▶ **Set exercise**
Copy every record below exactly.

>> Start

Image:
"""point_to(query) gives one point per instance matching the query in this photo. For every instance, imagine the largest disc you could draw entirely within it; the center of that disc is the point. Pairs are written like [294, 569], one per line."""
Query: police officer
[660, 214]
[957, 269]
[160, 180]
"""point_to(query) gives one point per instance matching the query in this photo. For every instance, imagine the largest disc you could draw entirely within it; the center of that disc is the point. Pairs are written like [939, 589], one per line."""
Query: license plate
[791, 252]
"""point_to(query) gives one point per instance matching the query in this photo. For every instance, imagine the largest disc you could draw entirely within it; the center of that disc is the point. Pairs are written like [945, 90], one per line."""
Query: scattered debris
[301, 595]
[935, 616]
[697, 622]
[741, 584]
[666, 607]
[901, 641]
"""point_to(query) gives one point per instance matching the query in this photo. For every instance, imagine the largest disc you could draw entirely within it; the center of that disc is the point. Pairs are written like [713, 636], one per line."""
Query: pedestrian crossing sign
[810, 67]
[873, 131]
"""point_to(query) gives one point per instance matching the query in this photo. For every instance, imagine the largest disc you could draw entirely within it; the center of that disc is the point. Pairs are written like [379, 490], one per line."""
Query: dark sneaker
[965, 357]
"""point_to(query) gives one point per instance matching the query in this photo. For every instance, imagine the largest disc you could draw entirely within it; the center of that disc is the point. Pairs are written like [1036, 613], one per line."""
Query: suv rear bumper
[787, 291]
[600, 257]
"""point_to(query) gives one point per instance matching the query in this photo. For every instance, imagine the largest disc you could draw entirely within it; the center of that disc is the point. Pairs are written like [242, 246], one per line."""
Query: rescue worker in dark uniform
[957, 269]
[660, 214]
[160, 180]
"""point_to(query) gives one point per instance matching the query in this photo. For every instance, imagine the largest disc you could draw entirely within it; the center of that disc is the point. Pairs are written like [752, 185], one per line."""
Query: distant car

>> End

▶ **The reply**
Image:
"""point_to(query) gives one point per instance matching the query in this photo. For every instance, imagine the largest disc you could draw entirely within it; the center of that disc is the point. Pairs are written like [294, 569], one per line."""
Query: police officer
[660, 214]
[957, 269]
[160, 180]
"""point_to(query) gives one point per instance matching the query in this photo. For every instance, imagine the largest disc you could draw entirely within it; the center of that disc is the point. Pairs are written like [939, 589], one per line."""
Query: license plate
[791, 252]
"""point_to(query) gives one point per instance matching the query in this photo. For every instance, imagine the largest disc you could draw entirely within it; the center of that disc is the point. Pairs are written like [945, 90], one per line."""
Query: scattered debris
[301, 595]
[935, 616]
[697, 622]
[741, 584]
[666, 607]
[901, 641]
"""point_to(query) gives one point per instance matching the query in this photo. For every instance, imagine the largest disc you could draw entirely within it; the center of that disc is the point. Pairs are written like [713, 636], one per line."""
Query: pedestrian crossing sign
[810, 67]
[873, 131]
"""point_to(query) gives one point per instance matching the query in this photo. For every instance, imagine the largest disc you could draw entirely within it; the center of that disc is the point. Pairs are written like [379, 490], one per line."""
Query: dark sneaker
[965, 357]
"""point_to(query) gives one point per instance matching the query in this photo. For every instance, imagine the largest disc you could draw entirely within it; the center of that disc is the point. Pairs are written like [1036, 613], one per line."""
Query: suv rear bumper
[787, 291]
[600, 257]
"""point_to(query) gives one point per instance matching the query in this photo. For every instance, imagine the largest disc you could draw entirely within it; the center of that disc is the point. Pairs are written like [242, 246], one per line."""
Query: rescue worker in dark uniform
[957, 269]
[660, 214]
[160, 180]
"""point_to(query) gives one point per instance matching the query in this photo. For every instance, imagine the largest disc you could draw entirely within it; the center of that disc is the point. Pairs are written like [752, 185], one per line."""
Query: distant car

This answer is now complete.